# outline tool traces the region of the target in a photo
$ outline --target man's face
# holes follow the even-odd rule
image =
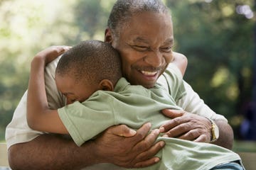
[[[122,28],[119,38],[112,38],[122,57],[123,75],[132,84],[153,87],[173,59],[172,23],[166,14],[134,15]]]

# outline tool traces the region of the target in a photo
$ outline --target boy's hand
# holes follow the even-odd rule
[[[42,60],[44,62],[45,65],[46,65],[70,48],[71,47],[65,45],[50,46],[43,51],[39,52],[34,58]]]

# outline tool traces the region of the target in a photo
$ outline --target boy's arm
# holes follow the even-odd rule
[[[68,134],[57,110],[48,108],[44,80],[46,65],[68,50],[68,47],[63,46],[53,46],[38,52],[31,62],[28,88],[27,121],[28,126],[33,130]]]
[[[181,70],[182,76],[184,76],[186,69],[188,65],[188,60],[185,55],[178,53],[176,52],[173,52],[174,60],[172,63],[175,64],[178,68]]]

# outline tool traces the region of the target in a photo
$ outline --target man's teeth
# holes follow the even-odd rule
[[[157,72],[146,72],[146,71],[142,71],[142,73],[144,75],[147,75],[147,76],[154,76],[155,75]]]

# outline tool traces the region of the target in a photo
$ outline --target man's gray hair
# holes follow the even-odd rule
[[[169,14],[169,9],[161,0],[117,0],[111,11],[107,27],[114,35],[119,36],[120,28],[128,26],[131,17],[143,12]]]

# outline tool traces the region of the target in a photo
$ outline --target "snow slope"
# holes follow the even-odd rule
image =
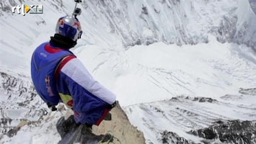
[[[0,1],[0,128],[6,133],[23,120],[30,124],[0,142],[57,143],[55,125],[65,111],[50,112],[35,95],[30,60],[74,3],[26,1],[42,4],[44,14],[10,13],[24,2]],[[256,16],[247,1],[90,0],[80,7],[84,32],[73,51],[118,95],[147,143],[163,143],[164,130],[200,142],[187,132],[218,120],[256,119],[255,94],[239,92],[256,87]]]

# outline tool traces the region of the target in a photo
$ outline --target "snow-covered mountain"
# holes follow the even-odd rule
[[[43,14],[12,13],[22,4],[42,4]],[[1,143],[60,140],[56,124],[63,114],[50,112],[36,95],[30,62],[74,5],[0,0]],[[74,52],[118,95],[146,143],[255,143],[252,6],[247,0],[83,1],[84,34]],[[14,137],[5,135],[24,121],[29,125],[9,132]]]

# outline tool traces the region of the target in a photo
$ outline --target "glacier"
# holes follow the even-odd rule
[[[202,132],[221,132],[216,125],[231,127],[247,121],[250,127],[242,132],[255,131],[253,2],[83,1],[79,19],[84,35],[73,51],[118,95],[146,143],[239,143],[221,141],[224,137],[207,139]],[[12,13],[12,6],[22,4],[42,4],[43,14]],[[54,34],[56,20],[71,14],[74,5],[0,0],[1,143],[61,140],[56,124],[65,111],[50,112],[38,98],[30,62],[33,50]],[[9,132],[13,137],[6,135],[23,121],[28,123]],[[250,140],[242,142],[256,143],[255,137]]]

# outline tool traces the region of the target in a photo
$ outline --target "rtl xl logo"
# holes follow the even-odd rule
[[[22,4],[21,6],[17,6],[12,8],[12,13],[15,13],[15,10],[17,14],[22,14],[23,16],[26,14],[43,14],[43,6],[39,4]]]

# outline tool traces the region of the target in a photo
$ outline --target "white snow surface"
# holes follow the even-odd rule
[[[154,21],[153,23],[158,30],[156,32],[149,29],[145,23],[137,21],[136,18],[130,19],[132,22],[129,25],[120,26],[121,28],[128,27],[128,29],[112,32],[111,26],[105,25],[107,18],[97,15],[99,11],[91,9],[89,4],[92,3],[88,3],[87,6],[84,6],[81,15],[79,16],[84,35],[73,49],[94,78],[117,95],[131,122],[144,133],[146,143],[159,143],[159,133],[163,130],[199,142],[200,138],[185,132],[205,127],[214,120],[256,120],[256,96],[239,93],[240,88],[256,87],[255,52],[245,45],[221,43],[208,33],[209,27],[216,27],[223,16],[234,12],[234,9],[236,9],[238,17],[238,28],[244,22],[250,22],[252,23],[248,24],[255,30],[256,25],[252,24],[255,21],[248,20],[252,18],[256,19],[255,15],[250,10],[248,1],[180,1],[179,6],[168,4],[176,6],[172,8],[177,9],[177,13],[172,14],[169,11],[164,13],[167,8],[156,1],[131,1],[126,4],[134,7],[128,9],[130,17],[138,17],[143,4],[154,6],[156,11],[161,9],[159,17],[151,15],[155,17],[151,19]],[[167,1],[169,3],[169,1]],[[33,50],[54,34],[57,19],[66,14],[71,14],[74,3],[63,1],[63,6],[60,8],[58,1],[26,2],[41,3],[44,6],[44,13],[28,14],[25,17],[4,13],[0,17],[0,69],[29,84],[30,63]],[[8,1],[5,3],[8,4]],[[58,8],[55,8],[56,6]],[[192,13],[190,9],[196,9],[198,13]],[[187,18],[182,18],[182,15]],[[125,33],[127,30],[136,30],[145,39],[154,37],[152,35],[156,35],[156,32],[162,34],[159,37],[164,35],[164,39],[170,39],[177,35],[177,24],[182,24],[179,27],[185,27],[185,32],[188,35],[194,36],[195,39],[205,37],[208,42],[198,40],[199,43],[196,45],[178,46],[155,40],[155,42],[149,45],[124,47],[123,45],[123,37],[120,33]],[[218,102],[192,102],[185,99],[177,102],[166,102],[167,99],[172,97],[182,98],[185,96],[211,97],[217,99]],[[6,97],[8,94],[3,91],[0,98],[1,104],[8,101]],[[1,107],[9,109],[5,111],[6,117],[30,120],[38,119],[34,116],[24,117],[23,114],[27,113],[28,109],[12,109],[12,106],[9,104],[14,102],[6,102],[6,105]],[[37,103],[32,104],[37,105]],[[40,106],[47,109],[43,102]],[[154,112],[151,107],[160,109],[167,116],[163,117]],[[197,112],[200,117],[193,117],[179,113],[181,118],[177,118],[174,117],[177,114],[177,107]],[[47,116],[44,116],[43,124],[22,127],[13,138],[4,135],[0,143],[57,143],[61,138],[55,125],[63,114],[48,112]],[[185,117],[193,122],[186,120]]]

#### Stated task
Which lines in the entries above contain the word "snow"? List each one in full, treating uppercase and lowercase as different.

#### Result
$ outline --target "snow slope"
$ outline --target "snow-covered mountain"
$ outline --target "white snow surface"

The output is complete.